Exercise instructions -> From the entries below, work out how many lines contain the string "each"; answer with the number alone.

Material provided ->
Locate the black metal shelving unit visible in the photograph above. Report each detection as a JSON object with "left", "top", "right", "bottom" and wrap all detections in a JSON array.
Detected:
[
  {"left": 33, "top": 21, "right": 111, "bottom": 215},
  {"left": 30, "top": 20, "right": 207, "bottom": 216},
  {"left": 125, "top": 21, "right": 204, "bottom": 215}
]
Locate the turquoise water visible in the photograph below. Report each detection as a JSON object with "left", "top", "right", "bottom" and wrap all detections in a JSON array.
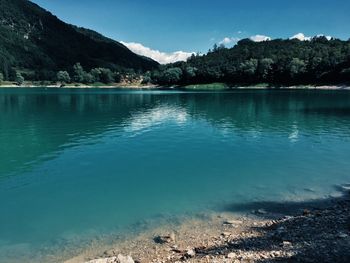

Answer section -> 2